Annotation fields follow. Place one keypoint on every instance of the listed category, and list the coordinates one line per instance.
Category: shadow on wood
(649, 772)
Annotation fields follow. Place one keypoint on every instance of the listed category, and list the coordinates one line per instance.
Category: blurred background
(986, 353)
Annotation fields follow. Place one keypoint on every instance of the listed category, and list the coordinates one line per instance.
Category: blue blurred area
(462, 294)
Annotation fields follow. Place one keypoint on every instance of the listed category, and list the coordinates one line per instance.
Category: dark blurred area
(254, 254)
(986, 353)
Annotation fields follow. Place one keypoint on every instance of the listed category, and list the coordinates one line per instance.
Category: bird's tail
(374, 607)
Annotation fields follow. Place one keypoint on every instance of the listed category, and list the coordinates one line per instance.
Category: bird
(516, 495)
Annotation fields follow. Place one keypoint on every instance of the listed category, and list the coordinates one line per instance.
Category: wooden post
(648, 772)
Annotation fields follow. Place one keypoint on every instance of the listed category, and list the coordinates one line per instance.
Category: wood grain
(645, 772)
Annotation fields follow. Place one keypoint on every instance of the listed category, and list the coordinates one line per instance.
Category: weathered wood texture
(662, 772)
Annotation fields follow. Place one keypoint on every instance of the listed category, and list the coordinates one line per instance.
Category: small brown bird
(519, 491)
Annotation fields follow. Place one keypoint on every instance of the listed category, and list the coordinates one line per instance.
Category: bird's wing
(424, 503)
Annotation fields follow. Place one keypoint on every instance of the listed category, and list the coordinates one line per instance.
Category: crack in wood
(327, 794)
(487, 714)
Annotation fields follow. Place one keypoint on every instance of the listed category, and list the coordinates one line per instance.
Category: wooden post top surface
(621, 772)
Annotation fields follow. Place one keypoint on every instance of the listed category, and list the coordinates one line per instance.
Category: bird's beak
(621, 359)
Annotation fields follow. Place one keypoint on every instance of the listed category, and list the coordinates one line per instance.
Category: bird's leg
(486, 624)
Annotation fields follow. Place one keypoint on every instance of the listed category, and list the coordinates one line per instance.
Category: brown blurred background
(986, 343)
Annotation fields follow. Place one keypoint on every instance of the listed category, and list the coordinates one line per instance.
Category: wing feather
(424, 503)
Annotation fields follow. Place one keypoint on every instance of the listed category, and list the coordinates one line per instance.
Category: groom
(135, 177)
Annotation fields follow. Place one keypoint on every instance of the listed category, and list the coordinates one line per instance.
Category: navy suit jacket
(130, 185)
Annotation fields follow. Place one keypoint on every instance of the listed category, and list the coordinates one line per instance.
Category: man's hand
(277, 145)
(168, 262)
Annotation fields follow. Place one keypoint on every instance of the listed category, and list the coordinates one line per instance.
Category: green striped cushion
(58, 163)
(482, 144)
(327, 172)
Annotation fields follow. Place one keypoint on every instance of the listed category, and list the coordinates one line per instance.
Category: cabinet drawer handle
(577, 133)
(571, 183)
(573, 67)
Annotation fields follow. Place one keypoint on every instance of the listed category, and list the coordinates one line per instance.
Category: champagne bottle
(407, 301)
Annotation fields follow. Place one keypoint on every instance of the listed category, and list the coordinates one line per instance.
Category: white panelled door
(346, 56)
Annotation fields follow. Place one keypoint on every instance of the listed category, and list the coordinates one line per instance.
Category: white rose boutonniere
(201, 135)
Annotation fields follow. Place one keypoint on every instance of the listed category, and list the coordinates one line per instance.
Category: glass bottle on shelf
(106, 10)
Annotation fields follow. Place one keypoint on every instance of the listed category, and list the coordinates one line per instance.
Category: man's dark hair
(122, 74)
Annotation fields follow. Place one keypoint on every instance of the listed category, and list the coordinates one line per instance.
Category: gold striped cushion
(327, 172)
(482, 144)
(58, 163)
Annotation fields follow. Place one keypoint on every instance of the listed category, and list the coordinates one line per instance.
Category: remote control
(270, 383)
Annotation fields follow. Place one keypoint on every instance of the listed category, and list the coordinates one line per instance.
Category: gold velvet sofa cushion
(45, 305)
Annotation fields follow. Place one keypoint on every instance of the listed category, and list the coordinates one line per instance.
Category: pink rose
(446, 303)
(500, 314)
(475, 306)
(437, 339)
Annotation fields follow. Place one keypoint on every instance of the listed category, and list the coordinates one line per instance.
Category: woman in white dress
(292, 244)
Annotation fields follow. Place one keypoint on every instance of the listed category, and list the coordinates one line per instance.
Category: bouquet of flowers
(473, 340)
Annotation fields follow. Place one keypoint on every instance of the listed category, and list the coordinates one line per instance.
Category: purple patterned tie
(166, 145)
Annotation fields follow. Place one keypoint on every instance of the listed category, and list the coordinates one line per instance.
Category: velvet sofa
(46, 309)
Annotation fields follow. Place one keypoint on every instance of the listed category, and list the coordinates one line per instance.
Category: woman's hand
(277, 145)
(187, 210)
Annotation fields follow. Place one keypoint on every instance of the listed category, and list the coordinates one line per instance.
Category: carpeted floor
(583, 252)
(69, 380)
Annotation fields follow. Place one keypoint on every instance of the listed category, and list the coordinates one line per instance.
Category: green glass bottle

· · ·

:: Job ::
Repeat the records above exactly.

:: Final result ::
Annotation fields follow. Place one keypoint on every instance of the listed category, and list the coordinates one line per instance.
Category: shadow on wood
(649, 772)
Annotation fields follow. Place one keypoint on every instance of the listed category, and list the coordinates one line per instance.
Category: blurred background
(986, 353)
Annotation fields follow. Place one keypoint on every instance of the listed category, and list the coordinates one line per instance.
Category: blue blurred area
(462, 294)
Annotation fields follow. Place one keypoint on every instance of the listed category, and list the coordinates one line per instance.
Category: dark blurred area
(254, 254)
(986, 353)
Annotation fields follow. Place one keypoint on every instance of the listed category, and list the coordinates one line per instance.
Category: bird's tail
(374, 607)
Annotation fields follow. Place one keypoint on every instance of the listed category, and list the coordinates one line per instance.
Category: bird
(516, 495)
Annotation fields follow. Place one keypoint on every instance of the listed category, and list the coordinates one line per instance.
Category: wooden post
(648, 772)
Annotation fields follow. Place one keypoint on every instance of the listed category, and list the coordinates one line per instance.
Category: wood grain
(645, 772)
Annotation fields follow. Place one keypoint on every instance of the listed category, and list the coordinates one line per instance.
Category: weathered wood texture
(662, 772)
Annotation fields follow. Place one keypoint on every instance of the listed category, and list the coordinates one line per instance.
Category: small brown bird
(519, 491)
Annotation fields follow. Place one keypoint on every instance of the listed category, and list the coordinates one line per instance.
Category: bird's wing
(424, 503)
Annotation fields follow. Place one keypoint on every instance of the listed category, and list the coordinates one line per instance.
Category: crack in wood
(327, 794)
(487, 714)
Annotation fields follow. Place one keypoint on every instance of the listed category, and list the coordinates one line per instance.
Category: wooden post top surface
(621, 772)
Annotation fields follow. Place one keypoint on every instance of the listed category, and list the coordinates one line per instance.
Category: bird's beak
(621, 359)
Annotation fields follow. Place one keypoint on every instance of the listed category, and list the coordinates one line per instance.
Category: bird's leg
(486, 624)
Annotation fields follow. Place one keypoint on every instance of the listed category, and list the coordinates one line per instance.
Category: brown blurred background
(986, 343)
Annotation fields follow. Place one keypoint on every instance of the listed category, and list the coordinates one line per instance.
Category: wing feather
(424, 503)
Annotation fields follow. Place one keypoint on every instance of the listed category, and list the coordinates one line per instance.
Category: groom
(135, 177)
Annotation fields follow. Place one keypoint on every instance of the listed category, and list the coordinates one line per instance.
Category: navy suit jacket
(130, 185)
Annotation fields follow. Place one keypoint on every instance of the listed category, and list the coordinates one line per instance.
Category: man's hand
(277, 145)
(168, 262)
Annotation fields follow. Place one keypoint on every instance of the listed category, and list the coordinates one line per instance.
Category: green striped cushion
(58, 163)
(482, 144)
(327, 172)
Annotation fields follow. Place one keypoint on every instance of the listed category, and list the coordinates one line per instance.
Category: cabinet drawer handle
(577, 133)
(571, 183)
(573, 67)
Annotation fields follow. Place one keypoint on every instance of the listed category, and list the coordinates one line per instance.
Category: champagne bottle
(407, 301)
Annotation fields follow. Place one keypoint on every instance of the listed category, and list the coordinates one line per instance.
Category: white panelled door
(346, 56)
Annotation fields follow. Place one keypoint on every instance of the listed category, and list the coordinates one line per instance.
Category: white rose boutonniere
(201, 135)
Annotation fields follow. Place one keypoint on every instance of the listed category, and list the coordinates one line per instance.
Category: glass bottle on shelf
(106, 10)
Annotation fields follow. Place one keypoint on every instance of the listed category, and list the coordinates one line per instance.
Category: man's dark hair
(122, 74)
Annotation fields follow. Place one keypoint on every instance of the listed category, and list the coordinates one line per instance.
Category: gold striped cushion
(327, 172)
(482, 144)
(58, 163)
Annotation fields follow. Place one keypoint on every instance of the listed category, and list the coordinates one line per instance.
Category: remote control
(270, 383)
Annotation fields follow. Place one keypoint on every instance of the listed category, and list the coordinates one line per instance.
Category: gold velvet sofa cushion
(45, 305)
Annotation fields follow. Place one keypoint on every instance of the listed category, and list the coordinates one line per instance.
Category: pink rose
(446, 303)
(500, 314)
(475, 306)
(437, 339)
Annotation fields follow. Place one keypoint on every instance of the listed category, and list the coordinates one line per instance.
Category: woman in white dress
(292, 244)
Annotation fields follow. Place one keypoint on every instance of the listed category, and list the coordinates one line per instance.
Category: bouquet of flowers
(473, 340)
Annotation fields follow. Place one keypoint on every instance of the listed category, and list the coordinates one line per instance.
Category: purple patterned tie
(166, 145)
Annotation fields follow. Place one keypoint on every instance of the listed category, and list the coordinates one line per instance.
Category: velvet sofa
(46, 309)
Annotation fields follow. Place one keypoint on every instance of the listed category, and list the coordinates one line per instance.
Category: woman's hand
(277, 145)
(187, 210)
Annotation fields follow. Place one keypoint on every instance of the listed category, and list the coordinates one line per instance.
Category: carpeted floor
(583, 252)
(69, 380)
Annotation fields follow. Place one keypoint on every instance of the listed category, and list the coordinates one line per instance.
Category: green glass bottle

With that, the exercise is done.